What is expected = Leave the pictures out. Return all other data exactly.

Given entries =
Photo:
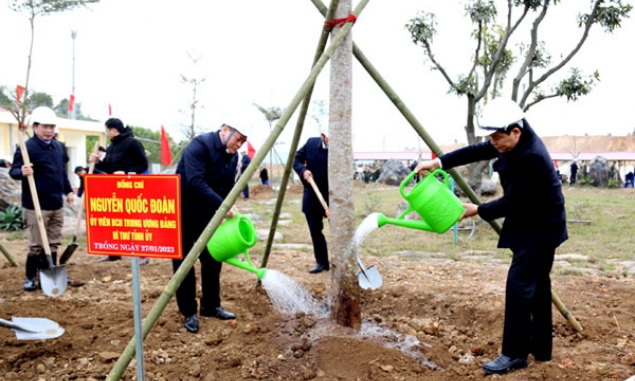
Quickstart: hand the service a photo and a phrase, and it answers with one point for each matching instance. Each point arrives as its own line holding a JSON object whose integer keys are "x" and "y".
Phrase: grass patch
{"x": 608, "y": 235}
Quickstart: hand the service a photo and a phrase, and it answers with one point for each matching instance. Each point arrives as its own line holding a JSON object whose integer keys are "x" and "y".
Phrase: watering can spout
{"x": 234, "y": 237}
{"x": 260, "y": 273}
{"x": 413, "y": 224}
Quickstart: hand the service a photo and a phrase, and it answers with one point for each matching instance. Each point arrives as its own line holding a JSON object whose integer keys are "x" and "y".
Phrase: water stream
{"x": 289, "y": 297}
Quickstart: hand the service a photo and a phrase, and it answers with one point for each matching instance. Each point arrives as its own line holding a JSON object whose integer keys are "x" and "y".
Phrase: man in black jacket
{"x": 48, "y": 168}
{"x": 208, "y": 170}
{"x": 124, "y": 155}
{"x": 311, "y": 161}
{"x": 535, "y": 225}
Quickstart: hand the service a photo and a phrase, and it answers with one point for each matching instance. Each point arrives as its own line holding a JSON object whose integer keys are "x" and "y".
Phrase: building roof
{"x": 565, "y": 148}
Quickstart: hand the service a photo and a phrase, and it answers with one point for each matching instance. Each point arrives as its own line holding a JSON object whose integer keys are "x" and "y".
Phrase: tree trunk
{"x": 345, "y": 291}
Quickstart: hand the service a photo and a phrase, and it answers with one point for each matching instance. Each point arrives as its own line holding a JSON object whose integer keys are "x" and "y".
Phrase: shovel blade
{"x": 54, "y": 281}
{"x": 370, "y": 278}
{"x": 36, "y": 328}
{"x": 68, "y": 252}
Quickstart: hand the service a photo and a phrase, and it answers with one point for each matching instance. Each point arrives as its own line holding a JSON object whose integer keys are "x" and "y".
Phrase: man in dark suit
{"x": 311, "y": 161}
{"x": 48, "y": 168}
{"x": 208, "y": 171}
{"x": 535, "y": 225}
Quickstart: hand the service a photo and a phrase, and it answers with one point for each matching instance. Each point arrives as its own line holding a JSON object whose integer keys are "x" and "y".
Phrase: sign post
{"x": 135, "y": 216}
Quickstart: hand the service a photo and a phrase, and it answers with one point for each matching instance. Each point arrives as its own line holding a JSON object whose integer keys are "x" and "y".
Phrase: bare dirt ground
{"x": 455, "y": 310}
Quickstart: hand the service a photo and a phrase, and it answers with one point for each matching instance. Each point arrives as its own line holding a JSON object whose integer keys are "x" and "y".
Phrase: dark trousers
{"x": 210, "y": 275}
{"x": 315, "y": 220}
{"x": 528, "y": 305}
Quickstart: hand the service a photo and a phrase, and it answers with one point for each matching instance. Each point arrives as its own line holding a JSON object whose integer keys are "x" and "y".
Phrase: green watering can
{"x": 234, "y": 237}
{"x": 433, "y": 200}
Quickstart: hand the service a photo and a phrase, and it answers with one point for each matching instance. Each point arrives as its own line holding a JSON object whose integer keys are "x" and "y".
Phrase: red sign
{"x": 133, "y": 215}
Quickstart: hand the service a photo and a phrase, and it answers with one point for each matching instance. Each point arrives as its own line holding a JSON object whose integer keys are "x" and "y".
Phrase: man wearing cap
{"x": 208, "y": 171}
{"x": 311, "y": 161}
{"x": 48, "y": 168}
{"x": 124, "y": 155}
{"x": 534, "y": 226}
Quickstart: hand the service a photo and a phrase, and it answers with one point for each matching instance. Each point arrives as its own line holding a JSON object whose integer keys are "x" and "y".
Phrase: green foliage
{"x": 151, "y": 141}
{"x": 609, "y": 15}
{"x": 271, "y": 114}
{"x": 11, "y": 219}
{"x": 45, "y": 7}
{"x": 422, "y": 28}
{"x": 481, "y": 12}
{"x": 575, "y": 86}
{"x": 612, "y": 184}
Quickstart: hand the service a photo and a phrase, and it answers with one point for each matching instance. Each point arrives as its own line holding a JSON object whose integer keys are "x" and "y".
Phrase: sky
{"x": 131, "y": 55}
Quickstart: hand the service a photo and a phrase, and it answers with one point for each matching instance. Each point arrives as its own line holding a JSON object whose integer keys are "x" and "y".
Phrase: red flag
{"x": 19, "y": 91}
{"x": 251, "y": 151}
{"x": 166, "y": 155}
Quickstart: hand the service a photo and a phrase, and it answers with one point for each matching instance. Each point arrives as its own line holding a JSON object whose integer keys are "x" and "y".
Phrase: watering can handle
{"x": 405, "y": 182}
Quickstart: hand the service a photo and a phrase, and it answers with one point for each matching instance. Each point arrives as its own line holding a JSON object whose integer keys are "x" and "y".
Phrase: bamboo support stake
{"x": 8, "y": 256}
{"x": 174, "y": 283}
{"x": 296, "y": 138}
{"x": 405, "y": 111}
{"x": 565, "y": 312}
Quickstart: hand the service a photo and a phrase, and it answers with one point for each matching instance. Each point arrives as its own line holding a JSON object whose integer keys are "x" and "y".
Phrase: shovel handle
{"x": 36, "y": 200}
{"x": 80, "y": 211}
{"x": 318, "y": 193}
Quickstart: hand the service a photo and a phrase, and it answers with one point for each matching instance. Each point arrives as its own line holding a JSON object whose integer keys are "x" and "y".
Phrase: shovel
{"x": 369, "y": 278}
{"x": 70, "y": 249}
{"x": 33, "y": 328}
{"x": 54, "y": 279}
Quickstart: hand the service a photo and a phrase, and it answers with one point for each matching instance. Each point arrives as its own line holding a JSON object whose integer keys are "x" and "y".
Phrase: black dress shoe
{"x": 503, "y": 365}
{"x": 217, "y": 312}
{"x": 319, "y": 269}
{"x": 191, "y": 323}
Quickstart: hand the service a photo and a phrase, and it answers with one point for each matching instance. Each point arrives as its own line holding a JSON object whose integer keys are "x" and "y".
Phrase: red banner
{"x": 166, "y": 155}
{"x": 19, "y": 91}
{"x": 133, "y": 215}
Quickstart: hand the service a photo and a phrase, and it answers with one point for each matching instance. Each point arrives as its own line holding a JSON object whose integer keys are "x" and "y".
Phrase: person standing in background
{"x": 48, "y": 168}
{"x": 208, "y": 172}
{"x": 311, "y": 161}
{"x": 124, "y": 155}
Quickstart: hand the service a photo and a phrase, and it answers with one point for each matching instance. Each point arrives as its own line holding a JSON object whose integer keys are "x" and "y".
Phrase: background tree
{"x": 193, "y": 84}
{"x": 151, "y": 141}
{"x": 31, "y": 9}
{"x": 493, "y": 59}
{"x": 61, "y": 109}
{"x": 270, "y": 114}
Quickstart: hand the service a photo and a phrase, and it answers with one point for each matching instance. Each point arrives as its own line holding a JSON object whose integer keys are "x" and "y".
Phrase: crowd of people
{"x": 532, "y": 206}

Task output =
Photo:
Quickstart: hand the service a photo and a phrase, and it answers with one point for each matching instance. Each point arrives as its own line holding a JSON object whose integer keys are "x" and "y".
Phrase: grass patch
{"x": 608, "y": 235}
Quickstart: hand the service a photo and a phrase, and it answers with one point for each matching instance. Each point arrives as its own line holding a JSON object whose integer keys are "x" and "y".
Phrase: watering can spout
{"x": 234, "y": 237}
{"x": 260, "y": 273}
{"x": 413, "y": 224}
Quickstart: hand the service a photo and a phrase, and it answers with one point for each matching instance. Each point arrives as its own line holding a JSON object whose integer keys are "x" and "y".
Phrase: water stream
{"x": 289, "y": 297}
Quickstart: hand the service a photo and a phrase, and it answers with one point for each matching instance. Each point arrives as its own line holding a JSON object whose integer keys are "x" and "y".
Phrase: man in black jacket
{"x": 48, "y": 168}
{"x": 208, "y": 170}
{"x": 124, "y": 155}
{"x": 311, "y": 161}
{"x": 535, "y": 225}
Quickstart: hand the service a photo and a phrase, and it answers with one point for each matching instance. Each point arrives as its own line holding a JSON object whose integer keys are "x" and "y".
Phrase: building roof
{"x": 565, "y": 148}
Quickstart: hand the service a photo and a phrase, and it answers with one point for each matching instance. Each point arrives as its own line holding a JSON object whose integer keys are "x" and "y".
Phrase: tree trunk
{"x": 345, "y": 291}
Quickstart: hand the service a photo and a phrase, and it answers with one point for each matching instance. Each point arrives as its own line holding a JSON object whose integer keys are "x" and "y".
Phrase: shovel blade
{"x": 54, "y": 281}
{"x": 370, "y": 278}
{"x": 36, "y": 328}
{"x": 68, "y": 252}
Quickstart: hand the service a photo and a phrase, and it answers with one point for each matching instance. Each point arrives as its own line holding a JSON object whose integer keys are "x" and "y".
Phrase: man in dark suit
{"x": 311, "y": 161}
{"x": 48, "y": 168}
{"x": 208, "y": 171}
{"x": 535, "y": 225}
Quickstart: hand the service a photo and a phrase, and it answers with one point for each matching instance. Each point arrives as its own line holding a JSON object whose integer keys are "x" and "y".
Phrase: sign post
{"x": 135, "y": 216}
Quickstart: hand the service a photo and a phrase, and it answers with one point for each matching instance. Each point arrives as its own line holding a JSON object whose integer keys are "x" and "y".
Phrase: bare dirt ground
{"x": 455, "y": 310}
Quickstart: hand the service a photo and a phrase, and it answers with one point for each matching instance. Each point arrives as its own line holding a JSON object whose integer keys are "x" and "y".
Phrase: dark trousers
{"x": 210, "y": 275}
{"x": 315, "y": 220}
{"x": 528, "y": 305}
Quickstart: hand the service a photo and a phrase, and it answers with one point for each matching instance. Each point arrives as its own line holding a JSON object whose integer keys are "x" and "y".
Phrase: green watering can
{"x": 234, "y": 237}
{"x": 433, "y": 200}
Quickstart: hand the service a photo and a phrase, and it answers with one point for each matching instance. Each point arrives as its own line holding a JSON object whose integer keys are "x" and "y".
Phrase: red sign
{"x": 133, "y": 215}
Quickstart: hand the service a photo and a phrase, and it answers with one point for each matching instance. Each point arrives as its own line holding a JSON object whose integer keys are "x" and "y".
Phrase: man wearing cap
{"x": 208, "y": 171}
{"x": 311, "y": 161}
{"x": 48, "y": 168}
{"x": 124, "y": 155}
{"x": 534, "y": 226}
Quickstart: hand the service a photo and a phrase, and it answers with one point for each matching instance. Each point arrives as its own line holding a JSON object whose integer keys are "x" and "y".
Phrase: green foliage
{"x": 151, "y": 141}
{"x": 609, "y": 15}
{"x": 271, "y": 114}
{"x": 11, "y": 219}
{"x": 45, "y": 7}
{"x": 422, "y": 28}
{"x": 481, "y": 12}
{"x": 575, "y": 86}
{"x": 612, "y": 184}
Quickstart: hand the service a photo and a phrase, and it answers with one point for each matching instance. Each point arrives as its own line holding a JSON object whose integer keys are "x" and "y".
Phrase: sky
{"x": 131, "y": 55}
Quickstart: hand the service a photo and a phrase, and it answers with one point for each matching instance. Each point arrives as its own line holding a JSON object whose integer keys are "x" and "y".
Phrase: red flag
{"x": 19, "y": 91}
{"x": 251, "y": 151}
{"x": 166, "y": 155}
Quickstart: hand the service a photo and a phrase, and it answers with one point for each matching instance. Each point arrives as its own line holding a JSON object whose integer keys are "x" and "y".
Phrase: watering can handle
{"x": 405, "y": 182}
Quickstart: hand the service a photo and a phrase, and it answers with one point for each matching instance. Each point arrives as its own line holding a JSON object whose integer keys are "x" and "y".
Phrase: bamboo support stake
{"x": 8, "y": 256}
{"x": 174, "y": 283}
{"x": 296, "y": 138}
{"x": 405, "y": 111}
{"x": 565, "y": 312}
Quickstart: hand the service a photo and a phrase, and it answers with one point for each matching instance. Each point arrives as its own line holding a JSON object whose integer keys are "x" and "y".
Phrase: shovel handle
{"x": 36, "y": 200}
{"x": 80, "y": 211}
{"x": 318, "y": 193}
Quickstart: hand the service a photo and a phrase, and it answers with one point for each matching instance. Each point arrives as its own line holding a JSON object whose integer keys are "x" and "y".
Phrase: shovel
{"x": 369, "y": 278}
{"x": 70, "y": 249}
{"x": 33, "y": 328}
{"x": 54, "y": 279}
Quickstart: hand the service a photo and a phrase, and it answers with one point for each matching instance. Each point arrives as its own line holding a JSON object whose integer keys are "x" and "y".
Phrase: black dress shoe
{"x": 503, "y": 365}
{"x": 217, "y": 312}
{"x": 319, "y": 269}
{"x": 191, "y": 323}
Quickstart: hand the service a photo and a phrase, and it answers with one point for each matching instance. Each point arrives as its own line holding a JSON object whose integer keys are "x" and "y".
Phrase: red banner
{"x": 166, "y": 155}
{"x": 19, "y": 91}
{"x": 133, "y": 215}
Quickstart: hand the service a photo and a phrase, and it answers with one point for each matching instance. Each point arrives as its own line holding a JSON object whose integer keys are "x" and "y".
Phrase: person standing in background
{"x": 48, "y": 168}
{"x": 208, "y": 172}
{"x": 311, "y": 161}
{"x": 124, "y": 155}
Quickstart: hand the service a photo and a phrase, and it answers with one point for each matching instance. Each point arrives as its own line holding a JSON object whose integer keys are "x" and "y".
Phrase: background tree
{"x": 193, "y": 84}
{"x": 151, "y": 141}
{"x": 31, "y": 9}
{"x": 493, "y": 59}
{"x": 61, "y": 109}
{"x": 270, "y": 114}
Quickstart: hand the service a photo and a phrase, and it answers with one point for each matching instance. Each point arrives as its own line holding a JSON object whose integer keys are "x" and "y".
Phrase: crowd of people
{"x": 532, "y": 206}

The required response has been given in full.